» **EXCERPT TO READ**
******
Hmmmmm. I have an idea!
The joints (along with the nervous system) are causing those “tight” muscles, and this is one of the main tenets of the Z Health system. If the joints are sending noxious stimuli to the brain (which may or may NOT be painful, remember that interpretation of the signal in the brain), the brain will try to protect the joints by decreasing strength done by the muscles around it (and other muscles also). If you have tight hamstrings, foam rolling your hamstrings will probably not solve the issue LONG TERM. Working on the foot/ankle and some times elbow circles may help hamstring issues, but that is another topic.
Anyone want to buy a foam roller?
The current trend in some areas seems to be going to more and more aggressive pain inducing massicistic massage. If I had no scruples, I would file IP on a foam roller with spikes on it! Seriously, I think that could have been my retreat to Fiji idea. If someone reads this and does do it, please drop me an invite to your private dessert island.
Foam roller work must also follow the SAID (Specific Adaptation to Imposed Demand) principal meaning that your body will ALWAYS adapt to EXACTLY what you do. So we know that doing foam roller work will make you better at doing foam roller work. Last I checked, there was not a foam roller competition, but maybe they have one now. I doubt there is much positive transfer from foam rolling to many other activities, but I will leave that for you to test out.
Does this mean that all soft tissue work is bad?
Of course not! A foam roller even by most of its biggest advocates admits that it is rather limited and works well primarily for the lower extremities. Massage has a neat feature where the hands working on you are attached to someone else’s brain that can intrepid what the heck is going on and adjust accordingly. Last time I checked, foam rollers were pretty dumb (another free IP idea is a “smart foam” roller that increases density in response to force). Even some ART practitioners are experimenting with lighter pressure with good results. I do think there still is a tendency to only treat the site of pain (although this is changing) and many times the relief is short lived.
So what do I do? Help!
I am a realist and know that very few are going to have a foam roller burning party based off of one article on my blog, but one can dream right. Wait, check that, Al Gore just called and said that the burning of foam rollers is bad for green house gases so please recycle them instead. No green credits for you, bad dog. Instead, you could use it in place of board presses at your local gym.
******
» **RECORD EXTRACTS**
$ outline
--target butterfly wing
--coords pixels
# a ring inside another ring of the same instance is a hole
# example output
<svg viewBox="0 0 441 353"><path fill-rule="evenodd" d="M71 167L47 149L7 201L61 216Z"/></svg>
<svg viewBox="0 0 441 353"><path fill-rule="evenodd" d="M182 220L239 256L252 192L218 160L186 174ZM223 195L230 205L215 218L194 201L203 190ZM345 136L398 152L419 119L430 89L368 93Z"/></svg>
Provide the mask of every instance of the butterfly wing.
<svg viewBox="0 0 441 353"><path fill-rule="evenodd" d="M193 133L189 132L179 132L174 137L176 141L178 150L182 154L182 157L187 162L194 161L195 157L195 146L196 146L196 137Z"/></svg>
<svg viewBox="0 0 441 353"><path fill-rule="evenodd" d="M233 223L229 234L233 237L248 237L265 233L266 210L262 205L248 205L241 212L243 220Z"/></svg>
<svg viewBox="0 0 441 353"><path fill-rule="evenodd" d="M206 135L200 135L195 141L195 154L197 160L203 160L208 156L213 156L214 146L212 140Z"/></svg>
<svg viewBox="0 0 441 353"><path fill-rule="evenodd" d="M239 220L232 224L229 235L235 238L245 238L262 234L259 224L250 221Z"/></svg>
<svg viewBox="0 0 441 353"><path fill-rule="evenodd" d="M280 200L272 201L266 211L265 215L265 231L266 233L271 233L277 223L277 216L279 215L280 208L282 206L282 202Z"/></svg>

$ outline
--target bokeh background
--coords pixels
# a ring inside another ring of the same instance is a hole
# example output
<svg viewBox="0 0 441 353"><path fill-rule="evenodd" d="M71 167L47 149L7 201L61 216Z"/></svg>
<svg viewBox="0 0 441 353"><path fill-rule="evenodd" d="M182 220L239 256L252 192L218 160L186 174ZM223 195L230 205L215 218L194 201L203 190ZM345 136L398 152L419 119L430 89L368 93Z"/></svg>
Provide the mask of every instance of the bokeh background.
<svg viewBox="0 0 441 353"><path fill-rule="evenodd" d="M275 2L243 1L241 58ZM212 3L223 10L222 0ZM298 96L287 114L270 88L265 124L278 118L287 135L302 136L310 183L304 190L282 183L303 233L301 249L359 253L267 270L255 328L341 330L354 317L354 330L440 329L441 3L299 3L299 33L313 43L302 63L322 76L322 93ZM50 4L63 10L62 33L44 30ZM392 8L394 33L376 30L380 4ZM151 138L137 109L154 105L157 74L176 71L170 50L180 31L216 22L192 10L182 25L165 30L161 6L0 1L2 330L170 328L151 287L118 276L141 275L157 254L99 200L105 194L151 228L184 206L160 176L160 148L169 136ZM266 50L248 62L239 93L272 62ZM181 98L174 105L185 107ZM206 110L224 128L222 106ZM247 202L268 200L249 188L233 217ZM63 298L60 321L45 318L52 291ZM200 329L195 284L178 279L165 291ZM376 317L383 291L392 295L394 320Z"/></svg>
******
» **WORK ORDER**
Continue the blog post about foam rollers and tight muscles, starting after its last sentence.

» **SOLVED PROBLEM**
To quote Jim Wendler “You don’t have to smuggle the foam into a commercial gym like you would the boards. You can simply state that it is a rehab tool. And when you say “tool” you can smile and make sure the Jabroni at the front desk knows that you are actually talking about him.” (6)
1) At minimum, don’t do any foam roller work before a training session and maybe only some light work afterwards
2) Make sure it is NOT painful, especially if you are doing it before a lifting session. Remember pain decreases performance.
3) Try replacing some foam roller work with some precise joint mobility like the Z Health Neuro Warm Up
4) Find a trainer/therapist that uses non painful hands on work combined with active mobility work. A Z Health Level 4 (hey, that is me—shameless I know) is a great place to start. Even many of the R Phase movements can have profound results on soft tissue due to the involvement of the nervous system.
Any comments, let me have em’
1. Dr. John Berardi: G-Flux Simplified. March 3, 2007. The Fitcast Insider www.thefitcastinsider.com. Accessed June 5, 2007.
2. Fallon J. B., V. G. Macefield. Vibration sensitivity of human muscle spindles and Golgi tendon organs. Muscle Nerve. 36(1):21-29, 2007.
3. Cui J., V. Mascarenhas, R. Moradkhan, C. Blaha, L. I. Sinoway. Effects of Muscle Metabolites on Responses of Muscle Sympathetic Nerve Activity to Mechanoreceptor(s) Stimulation in Healthy Humans. Am J Physiol Regul Integr Comp Physiol., 2007.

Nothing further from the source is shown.